::: TEXT EXCERPT :::
Asian or Asian British Groups


The main period of migration for the Asian community to the UK has occurred since the Second World War, and the patterns of migration strongly influence their current positions.

The major waves of migration were not of course the beginnings of a relationship with Britain. This migration formed part of a long tradition of historical links between the former colonies and Britain. Many of the migrants or their relatives had served in the British Army in the Second World War.  Particularly in the Punjab there existed a lnog tradition of natives serving in the British Army whilst both Gujaratis and Bengalis had long traditions of sea-faring.  Many of the merchant ships in the British Navy were manned by Sylhetis from present day Bangladesh.

During the post-war period of migration, potential immigrants were faced with both negative factors which made people want to leave their countries of origin, and positive reasons specifically to come to Britain.

Negative factors:

Social and economic disruption following partition of British India
Limited employment prospects in East Africa.

Positive factors:
The desire to have a better standard of living
The perception that employment prospects and the educational system were better than in their countries of origin
The desire to provide a better life for their children.

The Indian group

Total population in Britain: 1,051,844
Proportion of all people in Britain: 1.8%
Source: Census 2001, Office for National Statistics; Census 2001 General Register Office for Scotland

Indian is the largest ethnic minority group in Britain. The group may include people whose place of origin, since partition of the Indian subcontinent, has been in Pakistan or since division of Pakistan, in Bangladesh. Slightly less than half of the Indian population (45.9 per cent) was born in the UK, a third (34.6 per cent) in India and about a sixth (16 per cent) in Africa.
:::
SET TASKS:
**A.** From the passage on Asian migration to Britain, quote everything from "During the post-war" up to and including "in East Africa.".
**B.** According to the passage on Asian migration to Britain, what share of the Indian population was born in the UK?
**C.** Continue the passage on Asian migration to Britain from where it stops.
::: DATASET EXCERPTS :::
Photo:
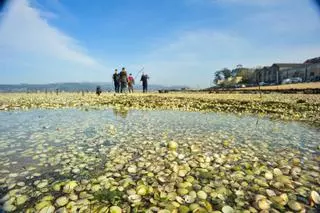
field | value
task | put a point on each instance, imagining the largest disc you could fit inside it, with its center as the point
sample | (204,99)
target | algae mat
(112,160)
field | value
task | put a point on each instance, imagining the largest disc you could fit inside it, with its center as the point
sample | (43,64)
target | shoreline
(287,107)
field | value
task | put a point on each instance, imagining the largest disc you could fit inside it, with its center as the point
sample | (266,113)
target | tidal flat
(146,153)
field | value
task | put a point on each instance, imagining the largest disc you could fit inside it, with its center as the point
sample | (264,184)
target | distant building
(313,69)
(280,71)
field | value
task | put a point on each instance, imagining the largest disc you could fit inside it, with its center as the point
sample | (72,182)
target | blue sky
(178,42)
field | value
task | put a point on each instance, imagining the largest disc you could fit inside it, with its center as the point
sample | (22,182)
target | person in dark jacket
(98,90)
(130,83)
(116,81)
(144,79)
(123,80)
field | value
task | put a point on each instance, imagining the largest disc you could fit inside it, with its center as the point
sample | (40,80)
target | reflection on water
(165,159)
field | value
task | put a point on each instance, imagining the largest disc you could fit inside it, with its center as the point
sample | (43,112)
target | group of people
(122,81)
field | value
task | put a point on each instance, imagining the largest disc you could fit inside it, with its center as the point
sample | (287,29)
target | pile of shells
(134,167)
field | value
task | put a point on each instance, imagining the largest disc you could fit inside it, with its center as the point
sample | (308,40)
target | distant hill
(73,87)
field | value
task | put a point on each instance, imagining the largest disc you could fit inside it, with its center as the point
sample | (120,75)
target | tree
(248,75)
(222,75)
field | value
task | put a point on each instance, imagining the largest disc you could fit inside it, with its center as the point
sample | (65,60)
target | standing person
(123,80)
(98,90)
(144,79)
(130,83)
(116,81)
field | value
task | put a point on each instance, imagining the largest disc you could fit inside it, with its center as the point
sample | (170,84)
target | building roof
(312,61)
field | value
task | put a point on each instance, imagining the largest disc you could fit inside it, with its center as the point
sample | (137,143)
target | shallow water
(54,144)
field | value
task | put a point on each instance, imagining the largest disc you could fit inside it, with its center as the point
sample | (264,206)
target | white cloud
(24,30)
(193,57)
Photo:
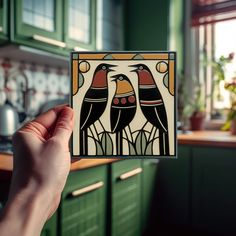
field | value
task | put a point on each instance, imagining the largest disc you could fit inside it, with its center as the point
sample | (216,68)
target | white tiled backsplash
(41,84)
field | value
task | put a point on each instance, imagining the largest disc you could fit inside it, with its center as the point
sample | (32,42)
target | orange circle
(84,66)
(161,67)
(123,101)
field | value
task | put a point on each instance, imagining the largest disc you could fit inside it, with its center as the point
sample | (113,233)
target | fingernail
(68,113)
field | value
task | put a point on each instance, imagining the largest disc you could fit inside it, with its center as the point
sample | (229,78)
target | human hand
(41,165)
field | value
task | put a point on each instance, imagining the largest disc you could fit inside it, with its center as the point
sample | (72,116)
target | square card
(124,104)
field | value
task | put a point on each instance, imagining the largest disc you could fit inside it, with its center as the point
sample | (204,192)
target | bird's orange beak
(115,77)
(110,66)
(134,66)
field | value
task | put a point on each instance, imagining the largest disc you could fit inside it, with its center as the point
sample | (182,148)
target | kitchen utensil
(50,104)
(9,120)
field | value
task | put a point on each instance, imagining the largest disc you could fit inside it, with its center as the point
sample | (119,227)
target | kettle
(9,120)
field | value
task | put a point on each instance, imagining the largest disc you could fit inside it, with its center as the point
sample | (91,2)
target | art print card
(124,103)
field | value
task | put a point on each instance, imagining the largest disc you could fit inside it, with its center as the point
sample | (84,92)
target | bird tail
(84,142)
(164,143)
(119,145)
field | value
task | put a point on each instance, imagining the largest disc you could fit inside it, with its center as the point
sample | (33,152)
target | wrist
(26,212)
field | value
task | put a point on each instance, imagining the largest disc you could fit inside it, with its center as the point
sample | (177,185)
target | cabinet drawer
(83,208)
(126,197)
(50,228)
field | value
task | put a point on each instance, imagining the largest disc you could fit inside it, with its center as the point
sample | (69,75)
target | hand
(41,166)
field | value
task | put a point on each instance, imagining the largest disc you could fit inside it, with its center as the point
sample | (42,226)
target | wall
(146,24)
(41,83)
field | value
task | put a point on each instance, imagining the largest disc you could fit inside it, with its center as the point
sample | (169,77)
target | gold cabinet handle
(87,189)
(130,173)
(79,49)
(49,41)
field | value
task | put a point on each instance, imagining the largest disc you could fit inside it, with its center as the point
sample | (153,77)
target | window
(215,31)
(39,14)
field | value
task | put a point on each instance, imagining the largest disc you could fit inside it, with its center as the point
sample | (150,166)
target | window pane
(39,13)
(79,20)
(225,43)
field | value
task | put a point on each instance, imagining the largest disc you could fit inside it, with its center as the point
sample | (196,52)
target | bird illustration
(123,108)
(152,105)
(94,103)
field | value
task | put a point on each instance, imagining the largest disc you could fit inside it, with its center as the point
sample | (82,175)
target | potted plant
(230,123)
(195,109)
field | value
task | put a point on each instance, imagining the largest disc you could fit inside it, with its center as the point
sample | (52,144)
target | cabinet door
(80,24)
(83,205)
(214,192)
(149,185)
(39,22)
(126,198)
(50,228)
(3,20)
(174,179)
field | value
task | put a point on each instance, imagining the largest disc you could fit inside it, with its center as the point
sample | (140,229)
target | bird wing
(164,122)
(85,117)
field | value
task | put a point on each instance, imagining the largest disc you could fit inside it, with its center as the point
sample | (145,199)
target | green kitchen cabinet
(50,228)
(80,24)
(213,190)
(149,185)
(125,198)
(38,24)
(3,20)
(83,205)
(174,187)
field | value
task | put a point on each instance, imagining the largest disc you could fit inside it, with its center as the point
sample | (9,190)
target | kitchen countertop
(203,138)
(208,138)
(6,163)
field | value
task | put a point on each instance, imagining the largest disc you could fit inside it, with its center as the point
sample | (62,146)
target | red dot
(116,101)
(123,100)
(131,99)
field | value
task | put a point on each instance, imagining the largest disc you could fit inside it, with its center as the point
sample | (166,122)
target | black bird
(152,105)
(123,108)
(94,103)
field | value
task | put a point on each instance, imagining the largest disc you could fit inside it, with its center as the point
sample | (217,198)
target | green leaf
(99,150)
(107,144)
(149,149)
(141,143)
(132,150)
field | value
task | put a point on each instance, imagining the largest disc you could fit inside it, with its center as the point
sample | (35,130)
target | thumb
(64,125)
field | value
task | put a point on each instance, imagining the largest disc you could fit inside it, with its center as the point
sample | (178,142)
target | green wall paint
(146,24)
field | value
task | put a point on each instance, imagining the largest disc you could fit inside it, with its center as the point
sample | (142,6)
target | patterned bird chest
(124,104)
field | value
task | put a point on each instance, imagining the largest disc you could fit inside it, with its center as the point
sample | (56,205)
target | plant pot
(197,122)
(233,127)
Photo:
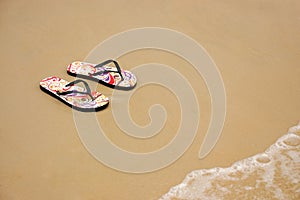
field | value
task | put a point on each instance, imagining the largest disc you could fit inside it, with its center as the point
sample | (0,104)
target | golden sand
(255,45)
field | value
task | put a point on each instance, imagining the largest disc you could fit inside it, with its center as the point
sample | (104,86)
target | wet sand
(255,45)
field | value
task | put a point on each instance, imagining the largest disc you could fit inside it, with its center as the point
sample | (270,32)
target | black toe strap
(105,63)
(87,87)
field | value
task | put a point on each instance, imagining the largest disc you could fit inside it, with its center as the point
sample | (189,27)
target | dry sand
(255,44)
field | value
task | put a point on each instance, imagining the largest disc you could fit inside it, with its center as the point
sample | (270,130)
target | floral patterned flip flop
(111,76)
(79,98)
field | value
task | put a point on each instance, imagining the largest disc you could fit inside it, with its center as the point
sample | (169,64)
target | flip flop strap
(87,87)
(105,63)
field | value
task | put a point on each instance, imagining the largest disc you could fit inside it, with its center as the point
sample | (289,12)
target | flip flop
(111,76)
(79,98)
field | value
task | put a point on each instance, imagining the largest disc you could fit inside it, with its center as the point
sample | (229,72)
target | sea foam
(274,174)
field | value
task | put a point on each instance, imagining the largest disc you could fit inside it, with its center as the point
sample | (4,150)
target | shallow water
(274,174)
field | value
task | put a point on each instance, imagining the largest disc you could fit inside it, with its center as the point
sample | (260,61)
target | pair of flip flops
(82,98)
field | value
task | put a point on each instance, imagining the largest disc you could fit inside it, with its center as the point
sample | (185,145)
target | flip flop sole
(110,79)
(80,102)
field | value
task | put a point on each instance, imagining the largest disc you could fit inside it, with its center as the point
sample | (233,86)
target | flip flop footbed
(53,84)
(87,70)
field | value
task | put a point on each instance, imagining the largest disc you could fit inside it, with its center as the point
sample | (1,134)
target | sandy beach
(255,45)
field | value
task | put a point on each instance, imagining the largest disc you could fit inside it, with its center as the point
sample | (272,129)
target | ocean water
(273,174)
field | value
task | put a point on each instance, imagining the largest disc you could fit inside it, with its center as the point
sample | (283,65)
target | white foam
(274,174)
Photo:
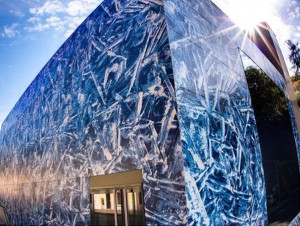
:::
TASK-BY-TASK OUTPUTS:
**A.**
During the post-war period of migration, potential immigrants were faced with both negative factors which made people want to leave their countries of origin, and positive reasons specifically to come to Britain.

Negative factors:

Social and economic disruption following partition of British India
Limited employment prospects in East Africa.

**B.** 45.9 per cent

**C.**
The Indian population is not homogenous; it contains a variety of regional and religious groups including Indians from Kenya, Uganda and Tanzania who came to Britain as British passport holders in the 1960s and 1970s to escape 'Africanisation' policies.

Patterns of migration

There has been an Indian population in Britain since the 18th century. Mini-waves of migration occurred when sailors recruited into the British Navy during the First World War settled in the East End of London and in the 1920s when single males from the Punjab settled in London and other industrial areas. The largest wave of migration was in the 1950s and 1960s.

Migration from Indian subcontinent peaked in the late 1960s and early 70s
Indian people came mainly from Punjab (mainly Sikhs) and Gujarat (mainly Hindus), from a variety of origins. Some from farming backgrounds with little formal education and others from towns and cities with vocational or degree level qualifications.

The division of the Indian subcontinent along largely religious lines in 1947 led to violence and disorder in which millions died and 13 million people fled from their homes to seek safety with their own religious majority. In Britain the combination of post-Second World War reconstruction and a growing British economy had led to labour shortages. Migrants from Punjab, Gujarat, Sylhet, and Kashmir in particular travelled to Britain, some attracted by the advertisements placed in Indian newspapers, to work in short-staffed factories. Where these workers settled was largely dictated by the demands of the economy.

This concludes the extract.